• **Short problem a**
Retype the lines of the records from the line with "Where can the woman's light" to the line with "point(25, 58)", including both of those lines, with every character unchanged.

[start Source excerpt]

100% False. You're either incredibly ignorant or incredibly dishonest.




fishinbub said:


> Am I saying to end all research? No, but I am saying until that research turns up new FACTS (not theories), the facts support my side of the argument.



You might start with the Universe from Nothing lecture by Lawrence Krauss. The facts might surprise you. But we both know you're not really interested in following where facts lead.


----------



## mtnwoman (Jan 8, 2011)

atlashunter said:


> The video was loaded with facts. You didn't raise an objection to a single one. You might dismiss it out of hand as just a theory but at least it is compatible with scientific fact. The intent was not to prove how life originated. That is still an unanswered question. It was just to demonstrate that we are making progress in learning how life could originate through natural processes. It's clear to me you aren't interested in seeing such progress because you have conveniently already jumped to the conclusion that "God did it" which no scientific theory could support and really explains nothing. If it were left to you we would have long ago concluded that thunder is caused by Thor and it's not possible for natural processes to generate such loud noises so no point in looking for them.
> 
> 
> 
> ...



Ah but leprechauns and fairies are yet another story, how do you know they aren't little supernatural aliens?


----------



## mtnwoman (Jan 8, 2011)

atlashunter said:


> The answer to all of these questions is that you don't know. Neither does anyone else. It's possible that our universe has a supernatural origin. It's also possible (as uncomfortable as it makes you) that our universe has a natural origin.



Bingo.


----------



## fishinbub (Jan 8, 2011)

atlashunter said:


> That must explain all the atheist scientists.
> 
> 
> 
> ...



First of all, I'd like to point at that you once again ignored my question. 

The principles I used are pretty dang straight forward! But I guess I'll have to explain it anyways. 

Matter cannot be created or destroyed. What does that say about a big bag that creates matter? First of all, we know that's impossible, because matter can't be created. Strike one. 

Second of all, we know explosions do not happen without some form of fuel. If their was matter to fuel the explosion, it must have been created out of nothingness (which we've already established is impossible) at an earlier time. Strike two.

[end Source excerpt]

• **Short problem b**
Reproduce the passage of the forum thread from "100% False. You're" to "of the argument." word for word.

[start Listed entries]

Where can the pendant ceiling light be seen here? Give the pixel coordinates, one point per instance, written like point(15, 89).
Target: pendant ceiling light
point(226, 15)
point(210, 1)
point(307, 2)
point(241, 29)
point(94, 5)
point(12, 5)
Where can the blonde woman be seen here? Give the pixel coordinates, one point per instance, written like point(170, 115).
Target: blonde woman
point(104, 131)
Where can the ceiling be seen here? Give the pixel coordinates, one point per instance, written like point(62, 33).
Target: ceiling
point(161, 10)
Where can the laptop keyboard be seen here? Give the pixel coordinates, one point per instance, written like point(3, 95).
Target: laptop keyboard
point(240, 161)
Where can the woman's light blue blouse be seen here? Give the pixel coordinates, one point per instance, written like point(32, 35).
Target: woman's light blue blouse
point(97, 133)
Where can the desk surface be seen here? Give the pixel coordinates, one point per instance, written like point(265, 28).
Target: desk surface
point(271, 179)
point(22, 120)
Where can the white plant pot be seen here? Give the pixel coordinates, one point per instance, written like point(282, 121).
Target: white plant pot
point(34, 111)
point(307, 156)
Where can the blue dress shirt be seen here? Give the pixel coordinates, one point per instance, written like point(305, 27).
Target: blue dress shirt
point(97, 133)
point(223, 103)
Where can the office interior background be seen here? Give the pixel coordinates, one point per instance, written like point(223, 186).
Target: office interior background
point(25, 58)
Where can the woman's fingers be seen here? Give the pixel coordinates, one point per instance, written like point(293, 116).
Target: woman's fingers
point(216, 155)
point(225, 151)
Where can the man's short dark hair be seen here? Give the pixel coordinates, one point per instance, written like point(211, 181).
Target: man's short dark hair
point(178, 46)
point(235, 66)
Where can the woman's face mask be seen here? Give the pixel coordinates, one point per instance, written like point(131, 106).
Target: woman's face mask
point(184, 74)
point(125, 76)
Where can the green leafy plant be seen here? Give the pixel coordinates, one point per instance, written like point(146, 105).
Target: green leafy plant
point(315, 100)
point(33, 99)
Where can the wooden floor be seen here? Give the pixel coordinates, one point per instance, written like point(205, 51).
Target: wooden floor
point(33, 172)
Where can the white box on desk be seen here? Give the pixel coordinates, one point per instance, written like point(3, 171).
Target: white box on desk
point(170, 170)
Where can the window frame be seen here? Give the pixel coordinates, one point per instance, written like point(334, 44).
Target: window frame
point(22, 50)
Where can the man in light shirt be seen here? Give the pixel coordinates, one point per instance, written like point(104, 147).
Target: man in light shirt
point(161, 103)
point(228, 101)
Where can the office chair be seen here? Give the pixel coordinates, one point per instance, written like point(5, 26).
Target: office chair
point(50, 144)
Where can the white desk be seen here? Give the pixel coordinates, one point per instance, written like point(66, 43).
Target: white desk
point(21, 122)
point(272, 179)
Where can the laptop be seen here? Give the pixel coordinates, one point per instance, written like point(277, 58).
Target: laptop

[end Listed entries]

• **Exercise response a**
Where can the woman's light blue blouse be seen here? Give the pixel coordinates, one point per instance, written like point(32, 35).
Target: woman's light blue blouse
point(97, 133)
Where can the desk surface be seen here? Give the pixel coordinates, one point per instance, written like point(265, 28).
Target: desk surface
point(271, 179)
point(22, 120)
Where can the white plant pot be seen here? Give the pixel coordinates, one point per instance, written like point(282, 121).
Target: white plant pot
point(34, 111)
point(307, 156)
Where can the blue dress shirt be seen here? Give the pixel coordinates, one point per instance, written like point(305, 27).
Target: blue dress shirt
point(97, 133)
point(223, 103)
Where can the office interior background be seen here? Give the pixel coordinates, one point per instance, written like point(223, 186).
Target: office interior background
point(25, 58)

• **Exercise response b**
100% False. You're either incredibly ignorant or incredibly dishonest.




fishinbub said:


> Am I saying to end all research? No, but I am saying until that research turns up new FACTS (not theories), the facts support my side of the argument.